Saved entries
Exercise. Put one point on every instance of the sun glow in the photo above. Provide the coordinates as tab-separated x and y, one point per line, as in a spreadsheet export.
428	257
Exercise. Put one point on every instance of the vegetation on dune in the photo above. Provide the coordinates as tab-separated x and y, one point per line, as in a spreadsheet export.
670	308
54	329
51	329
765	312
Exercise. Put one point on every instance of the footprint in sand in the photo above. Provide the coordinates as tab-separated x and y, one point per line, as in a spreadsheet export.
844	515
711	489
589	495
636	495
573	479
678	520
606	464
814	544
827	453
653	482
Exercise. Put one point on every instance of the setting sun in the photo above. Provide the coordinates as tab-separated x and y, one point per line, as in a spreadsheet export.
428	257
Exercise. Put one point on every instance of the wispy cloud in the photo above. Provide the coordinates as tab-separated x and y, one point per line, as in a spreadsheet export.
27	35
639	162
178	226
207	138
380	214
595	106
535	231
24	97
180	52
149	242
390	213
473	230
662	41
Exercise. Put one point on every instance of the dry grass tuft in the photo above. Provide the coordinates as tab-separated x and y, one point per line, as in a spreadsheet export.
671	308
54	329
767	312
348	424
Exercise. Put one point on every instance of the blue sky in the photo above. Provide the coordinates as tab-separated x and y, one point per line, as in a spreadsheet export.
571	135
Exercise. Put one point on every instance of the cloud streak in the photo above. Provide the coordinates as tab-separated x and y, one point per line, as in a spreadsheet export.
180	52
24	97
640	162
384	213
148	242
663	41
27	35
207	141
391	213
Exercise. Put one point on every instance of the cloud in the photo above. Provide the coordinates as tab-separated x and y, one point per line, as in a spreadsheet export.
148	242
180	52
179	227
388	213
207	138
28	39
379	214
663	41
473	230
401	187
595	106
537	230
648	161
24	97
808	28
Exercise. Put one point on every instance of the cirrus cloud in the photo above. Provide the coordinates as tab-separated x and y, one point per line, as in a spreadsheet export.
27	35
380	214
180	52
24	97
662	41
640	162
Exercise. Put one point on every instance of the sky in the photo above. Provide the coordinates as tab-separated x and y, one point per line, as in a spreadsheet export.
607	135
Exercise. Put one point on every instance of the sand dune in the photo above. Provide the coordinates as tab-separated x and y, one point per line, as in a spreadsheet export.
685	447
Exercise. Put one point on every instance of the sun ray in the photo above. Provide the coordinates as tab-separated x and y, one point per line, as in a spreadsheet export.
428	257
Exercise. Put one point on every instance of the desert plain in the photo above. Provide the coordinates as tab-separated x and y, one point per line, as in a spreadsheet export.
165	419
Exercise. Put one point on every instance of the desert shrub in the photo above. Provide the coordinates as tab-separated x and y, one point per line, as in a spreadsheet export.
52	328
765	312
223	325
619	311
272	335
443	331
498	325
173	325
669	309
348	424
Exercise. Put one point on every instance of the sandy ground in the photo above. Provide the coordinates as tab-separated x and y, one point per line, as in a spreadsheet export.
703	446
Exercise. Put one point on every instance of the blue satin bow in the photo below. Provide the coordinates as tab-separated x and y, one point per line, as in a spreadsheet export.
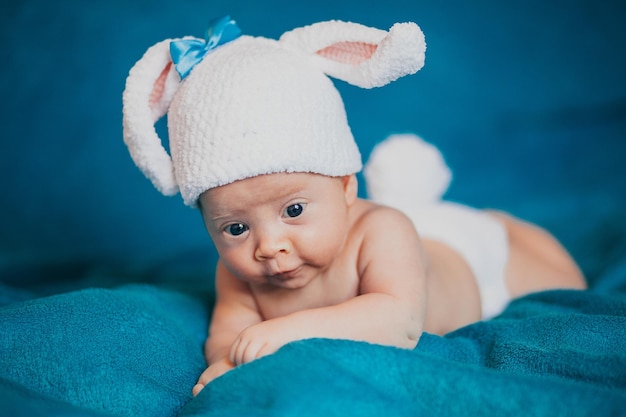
186	53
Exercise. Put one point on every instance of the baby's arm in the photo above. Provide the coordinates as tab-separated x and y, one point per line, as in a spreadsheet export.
391	309
234	311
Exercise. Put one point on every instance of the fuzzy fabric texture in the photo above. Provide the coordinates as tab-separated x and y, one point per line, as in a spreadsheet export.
411	175
258	106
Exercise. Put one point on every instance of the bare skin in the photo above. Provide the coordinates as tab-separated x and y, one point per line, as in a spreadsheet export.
301	257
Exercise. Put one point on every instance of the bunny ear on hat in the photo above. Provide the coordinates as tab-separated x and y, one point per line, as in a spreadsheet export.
150	88
358	54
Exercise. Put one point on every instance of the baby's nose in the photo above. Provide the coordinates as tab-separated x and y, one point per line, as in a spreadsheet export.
270	245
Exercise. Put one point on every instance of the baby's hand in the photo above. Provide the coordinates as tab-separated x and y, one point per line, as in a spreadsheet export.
260	340
213	371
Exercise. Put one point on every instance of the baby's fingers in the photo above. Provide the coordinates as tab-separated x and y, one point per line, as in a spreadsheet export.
246	350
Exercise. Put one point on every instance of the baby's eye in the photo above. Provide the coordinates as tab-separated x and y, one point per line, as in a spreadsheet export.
294	210
236	229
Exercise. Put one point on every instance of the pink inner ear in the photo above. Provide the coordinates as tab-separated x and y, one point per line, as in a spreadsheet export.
352	53
159	86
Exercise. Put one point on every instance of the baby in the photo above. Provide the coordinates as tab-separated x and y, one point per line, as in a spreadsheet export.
260	142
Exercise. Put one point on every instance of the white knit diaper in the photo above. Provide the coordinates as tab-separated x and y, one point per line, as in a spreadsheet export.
479	238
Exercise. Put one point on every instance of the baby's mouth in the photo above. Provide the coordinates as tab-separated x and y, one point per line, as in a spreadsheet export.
287	274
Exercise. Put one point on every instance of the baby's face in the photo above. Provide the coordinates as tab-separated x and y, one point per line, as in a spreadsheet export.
279	229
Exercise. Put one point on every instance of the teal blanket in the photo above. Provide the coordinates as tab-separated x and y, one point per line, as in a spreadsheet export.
105	285
137	350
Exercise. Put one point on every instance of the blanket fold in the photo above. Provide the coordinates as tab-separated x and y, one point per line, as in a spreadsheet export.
137	350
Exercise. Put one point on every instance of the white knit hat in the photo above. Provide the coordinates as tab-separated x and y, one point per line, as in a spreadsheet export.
251	106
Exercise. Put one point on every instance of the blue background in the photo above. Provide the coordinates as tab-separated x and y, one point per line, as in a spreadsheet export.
526	99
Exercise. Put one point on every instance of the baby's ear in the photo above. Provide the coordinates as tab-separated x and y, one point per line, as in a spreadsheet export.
350	188
358	54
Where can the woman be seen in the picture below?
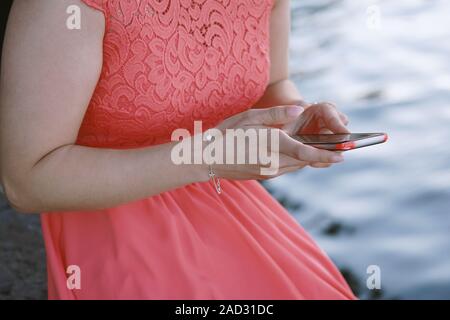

▸ **TASK TO CARRY OUT**
Set down all of the data word for word; no pictures belong in it.

▸ **WRITTEN ANSWER**
Exercise. Put one point on every instance of the sun glow in the photo above. Provide the coordinates as tab-separated x and y, one point per line, as in a spreadsheet export.
428	257
Exercise. Put one point on every instance of the vegetation on dune in the photo above. Provide the coordinates as tab-separated x and y, one point per line, as in a spreadsheet export.
670	308
54	329
51	329
765	312
Exercise. Put one point on every instance of the footprint in sand in the photo above. Provide the coordinates as tab-separated x and y, one point per line, as in a spreadsheet export.
844	515
711	489
589	495
636	495
573	479
678	520
606	464
814	544
827	453
653	482
Exercise. Put one point on every instance of the setting sun in the photo above. Provide the coordinates as tab-separated x and y, one point per line, as in a spreadsheet export.
428	257
Exercise. Put one point on every instance of the wispy cloud in the photo above. Provide the coordinates as tab-separated x and y, one point per line, as in a spreadsheet export.
27	35
639	162
178	226
207	138
380	214
595	106
535	231
24	97
180	52
149	242
390	213
473	230
662	41
Exercise. Put one point on every instance of the dry grass tuft in the photo above. Provide the coordinates as tab-separated x and y, one point per line, as in a spreadsheet export.
671	308
54	329
767	312
348	424
Exercise. Put one point on every instance of the blue sky in the photo above. Provide the coordinates as tab-separated x and y, one point per line, as in a spreadsheet export.
571	135
Exercise. Put one point on every instance of the cloud streak in the photo above. Provide the coordinates as tab-separated x and y, one point per line, as in a spreadsheet export.
180	52
24	97
640	162
384	213
148	242
663	41
27	35
207	141
391	213
Exercise. Put one point on every instance of the cloud in the photo above. Provide the coordinates as tab-separated x and y, one point per line, as in a spreadsheet export.
148	242
180	52
179	227
388	213
207	138
28	39
379	214
663	41
473	230
401	187
595	106
537	230
648	161
24	97
808	28
Exercise. Put one point on every instance of the cirrus cloud in the photo above. Provide the coordinates as tab-separated x and y, one point per line, as in a spreadsheet export.
27	35
380	214
180	52
24	97
662	41
640	162
Exercise. Put one point on every instance of the sky in the photo above. Provide the coordinates as tab-separated x and y, one point per line, as in a spreadsheet export.
607	135
Exercise. Put one point on every instance of the sand dune in the photo above. Provide the coordinates as tab-separated x and y, one point per line, as in a spreadsheet export.
685	447
Exercise. Put one point on every instance of the sun ray in the photo above. Provide the coordinates as tab-separated x and y, one point per line, as in a spreadsheet export.
428	257
Exercise. Put one point on every instance of the desert plain in the photo above. Provide the coordinates as tab-separated x and y, one point per line, as in a spreadsheet export.
165	419
Exercise. Put one point on every instance of the desert shrub in the photo above. Provide the coordinates as tab-separated x and y, one point per line, as in a spreadsheet export.
52	328
765	312
223	325
619	311
272	335
443	331
498	325
173	325
669	309
348	424
Exercise. Put one point on every instance of the sandy ground in the photo above. Provide the coordinates as tab-separated x and y, one point per line, as in a spreadsheet export.
703	446
Exercise. Put one point on every instance of the blue satin bow in the photo below. Provide the coordinates as tab-separated x and y, one point per line, as in a spreadsheet export.
186	53
Exercise. Put one point on every instance of the baby's arm in the photo above. Provide the coordinates as tab-separated x and y, one point per line, as in a spreadsheet export.
391	309
234	311
Exercise. Put one point on every instance of the fuzzy fabric texture in the photo above. Provide the coordinates as tab-separated x and y, one point per line, as in a spreadsheet export.
411	175
258	106
Exercise. Put one point on every instance of the bare skin in the photo above. Provide the coordinates as tab-separated x and y, one point per line, as in a spreadsheet export.
301	257
Exercise. Put one point on every instance of the bunny ear on hat in the photo above. Provide the coordinates as tab-separated x and y, one point per line, as in a spreadsheet export.
150	88
358	54
Exercise. Put one point on every instance of the baby's nose in the photo above. Provide the coordinates as tab-separated x and y, one point per line, as in a spreadsheet export.
270	245
Exercise. Put one point on every instance of the baby's hand in the photo above. Provide the coordinates as tab-separated x and y, one point per line, as in a spreadsheet export.
260	340
213	371
Exercise. Put one point on every instance of the baby's fingers in the photo above. Provide the coordinates as tab-separated x and y, one point per line, as in a spreadsheet export.
246	350
Exercise. Put one point on every instance of the baby's eye in the photo above. Provide the coordinates as tab-separated x and y, one point per line, as in a spreadsheet export.
294	210
236	229
Exercise. Put one point on every instance of the pink inner ear in the photo above. Provide the coordinates as tab-separated x and y, one point per line, as in a spreadsheet export.
352	53
159	86
Exercise. Put one point on every instance of the baby in the photo above. Provide the coordinates as tab-separated x and y, one point per line, as in a spreadsheet export.
260	142
Exercise. Put one point on every instance of the white knit diaper in the photo above. Provide the coordinates as tab-separated x and y, one point per line, as in a spreadsheet export.
479	238
Exercise. Put one point on every instance of the baby's mouth in the photo above. Provide the coordinates as tab-separated x and y, one point per line, as in a spreadsheet export.
287	274
Exercise. Put one point on every instance of the baby's face in the photo above. Provide the coordinates as tab-separated x and y, one point per line, as in a spreadsheet export.
279	229
Exercise. Put one point on every instance of the teal blanket in the photo above. Provide the coordinates as tab-separated x and y, one point per line, as in a spreadsheet export.
105	285
137	350
Exercise. Put one point on every instance of the blanket fold in the photo above. Provide the coordinates as tab-separated x and y, one point per line, as in a spreadsheet export.
137	350
Exercise. Put one point on every instance of the white knit hat in the photo above. Provide the coordinates as tab-separated x and y, one point per line, as in a spreadsheet export.
251	106
Exercise. Put one point on every instance of the blue background in the photo above. Provide the coordinates as tab-separated x and y, one point per line, as in a spreadsheet export.
526	99
Exercise. Put one point on every instance of the baby's ear in the photo above. Provide the coordinates as tab-separated x and y, one point per line, as in a spreadsheet export.
350	188
358	54
Where can the woman be seen in the picture below?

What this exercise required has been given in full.